(Part of a data file)
start

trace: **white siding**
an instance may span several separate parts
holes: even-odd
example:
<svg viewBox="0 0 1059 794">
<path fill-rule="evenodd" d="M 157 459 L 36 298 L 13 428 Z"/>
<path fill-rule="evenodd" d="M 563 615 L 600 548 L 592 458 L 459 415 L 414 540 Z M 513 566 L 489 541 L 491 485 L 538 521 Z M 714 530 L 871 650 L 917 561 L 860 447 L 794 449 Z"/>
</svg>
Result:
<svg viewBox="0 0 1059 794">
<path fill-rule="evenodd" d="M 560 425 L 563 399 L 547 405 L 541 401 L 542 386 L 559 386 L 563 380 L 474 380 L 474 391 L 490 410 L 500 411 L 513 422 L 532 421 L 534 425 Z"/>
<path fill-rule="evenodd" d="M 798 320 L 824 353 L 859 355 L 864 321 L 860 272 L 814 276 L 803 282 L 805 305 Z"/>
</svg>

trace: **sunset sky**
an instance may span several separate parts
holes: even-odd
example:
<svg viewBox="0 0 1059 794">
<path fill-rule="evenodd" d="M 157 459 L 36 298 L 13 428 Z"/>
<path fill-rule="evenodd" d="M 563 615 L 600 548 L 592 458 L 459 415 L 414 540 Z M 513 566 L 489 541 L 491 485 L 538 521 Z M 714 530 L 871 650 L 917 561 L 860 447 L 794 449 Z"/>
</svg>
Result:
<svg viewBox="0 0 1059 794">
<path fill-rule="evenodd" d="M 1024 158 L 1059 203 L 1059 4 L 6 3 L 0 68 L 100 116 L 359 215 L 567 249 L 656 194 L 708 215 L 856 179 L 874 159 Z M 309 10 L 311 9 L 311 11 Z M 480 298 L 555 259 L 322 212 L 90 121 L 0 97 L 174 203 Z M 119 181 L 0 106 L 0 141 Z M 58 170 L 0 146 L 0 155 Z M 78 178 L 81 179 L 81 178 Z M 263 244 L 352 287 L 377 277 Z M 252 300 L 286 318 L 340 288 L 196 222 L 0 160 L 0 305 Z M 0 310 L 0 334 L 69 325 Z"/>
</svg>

end

Written instruction: Please copy all of the data above, reproducing every line without any change.

Answer to the task:
trace: **white siding**
an instance may span several separate parts
holes: even-odd
example:
<svg viewBox="0 0 1059 794">
<path fill-rule="evenodd" d="M 157 459 L 36 298 L 13 428 Z"/>
<path fill-rule="evenodd" d="M 563 615 L 600 548 L 592 458 L 459 415 L 414 540 Z M 513 566 L 489 541 L 491 485 L 538 521 Z M 714 530 L 871 650 L 917 561 L 860 447 L 794 449 Z"/>
</svg>
Result:
<svg viewBox="0 0 1059 794">
<path fill-rule="evenodd" d="M 560 425 L 563 399 L 547 405 L 541 401 L 542 386 L 559 386 L 563 380 L 474 380 L 474 391 L 490 410 L 500 411 L 513 422 L 532 421 L 534 425 Z"/>
<path fill-rule="evenodd" d="M 798 320 L 824 353 L 859 355 L 864 321 L 860 272 L 814 276 L 803 282 L 805 305 Z"/>
</svg>

trace: **sunset sky**
an instance may span several separate parts
holes: even-odd
example:
<svg viewBox="0 0 1059 794">
<path fill-rule="evenodd" d="M 157 459 L 36 298 L 13 428 Z"/>
<path fill-rule="evenodd" d="M 563 615 L 600 548 L 592 458 L 459 415 L 414 540 Z M 513 566 L 489 541 L 491 485 L 538 521 Z M 714 530 L 871 650 L 917 561 L 860 447 L 794 449 Z"/>
</svg>
Result:
<svg viewBox="0 0 1059 794">
<path fill-rule="evenodd" d="M 1024 158 L 1059 203 L 1059 4 L 6 3 L 0 68 L 100 116 L 359 215 L 567 249 L 656 194 L 708 215 L 856 179 L 874 159 Z M 309 10 L 311 9 L 311 11 Z M 480 298 L 555 259 L 322 212 L 90 121 L 0 97 L 174 203 Z M 119 181 L 0 106 L 0 141 Z M 58 170 L 0 146 L 0 155 Z M 78 178 L 81 179 L 81 178 Z M 263 244 L 352 287 L 377 277 Z M 252 300 L 286 318 L 340 288 L 196 222 L 0 160 L 0 305 Z M 0 310 L 0 334 L 69 325 Z"/>
</svg>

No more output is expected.